• TO BE DONE: Reproduce the lines below from the one containing "Task: locate the shaker" through the last line, inclusive.
── DATA SECTION
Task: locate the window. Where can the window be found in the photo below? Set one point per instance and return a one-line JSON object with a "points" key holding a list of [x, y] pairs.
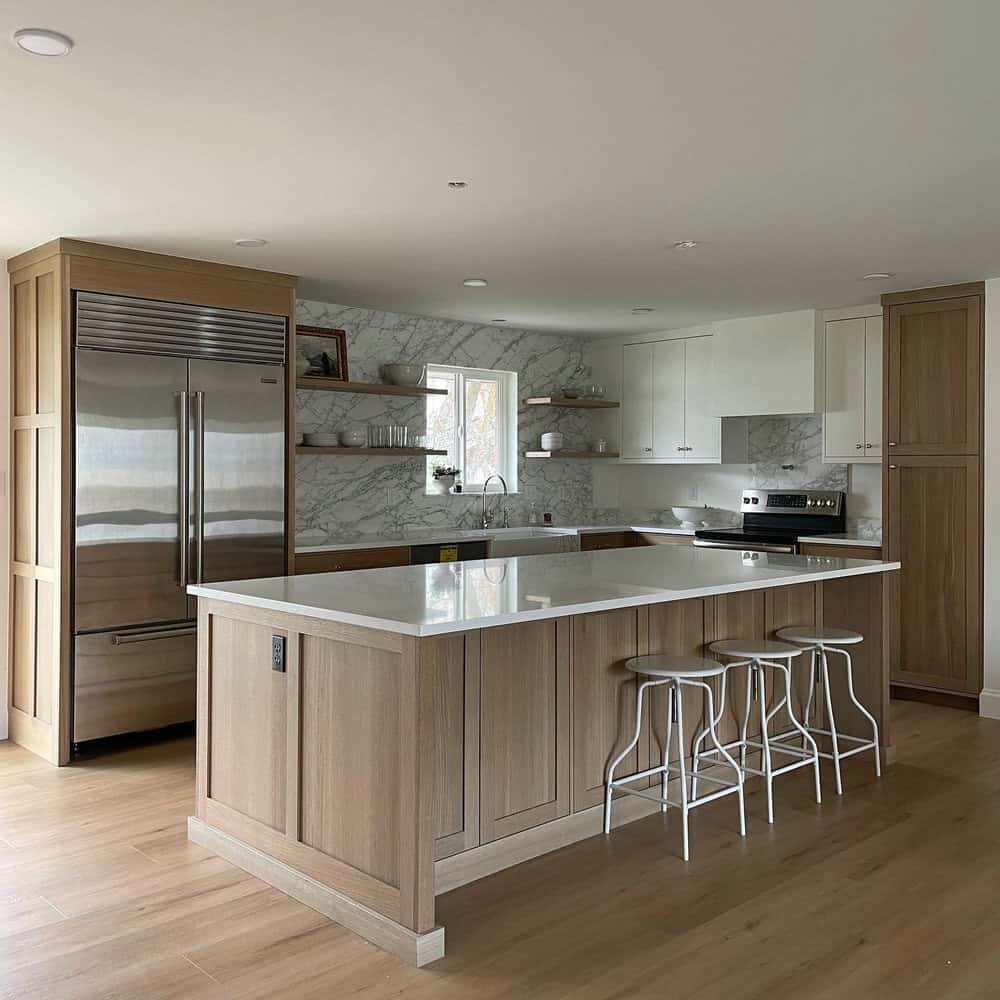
{"points": [[476, 423]]}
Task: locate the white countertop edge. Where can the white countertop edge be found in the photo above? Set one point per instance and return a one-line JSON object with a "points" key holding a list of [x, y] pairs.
{"points": [[535, 614]]}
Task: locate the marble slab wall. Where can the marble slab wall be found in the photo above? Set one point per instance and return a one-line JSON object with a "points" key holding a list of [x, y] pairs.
{"points": [[339, 496]]}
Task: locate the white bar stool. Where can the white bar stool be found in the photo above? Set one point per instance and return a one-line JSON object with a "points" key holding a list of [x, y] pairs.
{"points": [[757, 655], [676, 673], [819, 642]]}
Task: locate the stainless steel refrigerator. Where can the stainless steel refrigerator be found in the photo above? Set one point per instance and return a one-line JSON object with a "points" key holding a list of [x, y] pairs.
{"points": [[179, 478]]}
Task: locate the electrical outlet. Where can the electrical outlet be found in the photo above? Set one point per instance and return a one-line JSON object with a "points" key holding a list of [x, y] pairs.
{"points": [[278, 653]]}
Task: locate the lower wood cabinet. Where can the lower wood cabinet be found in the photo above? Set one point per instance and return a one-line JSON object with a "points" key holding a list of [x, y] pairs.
{"points": [[935, 530], [525, 727]]}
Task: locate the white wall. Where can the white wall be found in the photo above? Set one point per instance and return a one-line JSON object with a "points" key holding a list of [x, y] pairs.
{"points": [[989, 700], [4, 506]]}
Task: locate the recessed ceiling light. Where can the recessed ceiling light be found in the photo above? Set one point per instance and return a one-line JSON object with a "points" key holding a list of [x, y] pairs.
{"points": [[42, 42]]}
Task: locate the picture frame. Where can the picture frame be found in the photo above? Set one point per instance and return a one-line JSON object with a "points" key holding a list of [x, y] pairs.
{"points": [[317, 357]]}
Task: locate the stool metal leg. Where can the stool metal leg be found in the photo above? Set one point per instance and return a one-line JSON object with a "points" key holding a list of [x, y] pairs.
{"points": [[833, 724], [787, 672], [609, 787], [679, 708], [761, 698], [861, 708], [665, 758], [723, 752]]}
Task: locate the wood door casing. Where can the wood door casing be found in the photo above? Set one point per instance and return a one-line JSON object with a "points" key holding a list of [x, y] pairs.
{"points": [[603, 700], [525, 730], [934, 373], [934, 530]]}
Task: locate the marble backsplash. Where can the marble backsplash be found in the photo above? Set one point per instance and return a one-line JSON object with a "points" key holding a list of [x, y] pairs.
{"points": [[342, 496], [338, 497]]}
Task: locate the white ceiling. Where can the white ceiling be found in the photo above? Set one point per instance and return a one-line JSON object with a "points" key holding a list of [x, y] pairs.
{"points": [[804, 142]]}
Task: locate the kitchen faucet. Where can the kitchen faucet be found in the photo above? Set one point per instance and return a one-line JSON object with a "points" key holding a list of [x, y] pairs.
{"points": [[488, 519]]}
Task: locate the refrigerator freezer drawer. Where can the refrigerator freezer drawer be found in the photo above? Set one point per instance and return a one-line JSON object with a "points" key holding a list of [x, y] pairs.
{"points": [[132, 680]]}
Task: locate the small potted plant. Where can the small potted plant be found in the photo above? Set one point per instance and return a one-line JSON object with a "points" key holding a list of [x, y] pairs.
{"points": [[444, 478]]}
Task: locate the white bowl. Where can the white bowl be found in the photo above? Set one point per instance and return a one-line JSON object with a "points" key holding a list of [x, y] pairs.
{"points": [[353, 439], [690, 517], [321, 439], [410, 375]]}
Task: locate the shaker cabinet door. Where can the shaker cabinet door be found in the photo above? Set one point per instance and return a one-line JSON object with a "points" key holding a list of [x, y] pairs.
{"points": [[637, 401], [935, 377], [668, 400], [844, 416]]}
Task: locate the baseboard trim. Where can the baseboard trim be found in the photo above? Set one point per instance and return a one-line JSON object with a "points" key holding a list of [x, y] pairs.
{"points": [[989, 703], [478, 862], [417, 949], [931, 696]]}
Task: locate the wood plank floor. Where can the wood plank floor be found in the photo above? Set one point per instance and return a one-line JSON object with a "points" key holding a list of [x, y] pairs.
{"points": [[888, 892]]}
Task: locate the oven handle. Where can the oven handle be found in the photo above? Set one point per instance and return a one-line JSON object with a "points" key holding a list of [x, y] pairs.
{"points": [[707, 543]]}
────
• EXERCISE RESPONSE:
Task: locate the shaker cabinet door. Where can the shaker cabinet door be found in the photo above? Set one point per instance and return a one-line JSON object with a "points" key holding a list of [x, y] pairs.
{"points": [[637, 401], [935, 377], [668, 400], [844, 416]]}
Task: locate the baseboard trim. Where can the baseboard trim be found in the photo above? Set one point per instance and return a one-line JSON object with a "points" key holding a list of [x, y] pairs.
{"points": [[989, 703], [478, 862], [417, 949], [931, 696]]}
Task: locate the wood plank floor. Where can the wood plank floor be found in the photo above? Set one point per instance and return a one-line JSON object with a "points" key holding a list of [x, y] pairs.
{"points": [[888, 892]]}
Task: locate the oven handle. Where can the oven handle be found in the photo above? Set one point per instance and return a one-line JSON object with a "points" key holding a list of [x, y] pairs.
{"points": [[707, 543]]}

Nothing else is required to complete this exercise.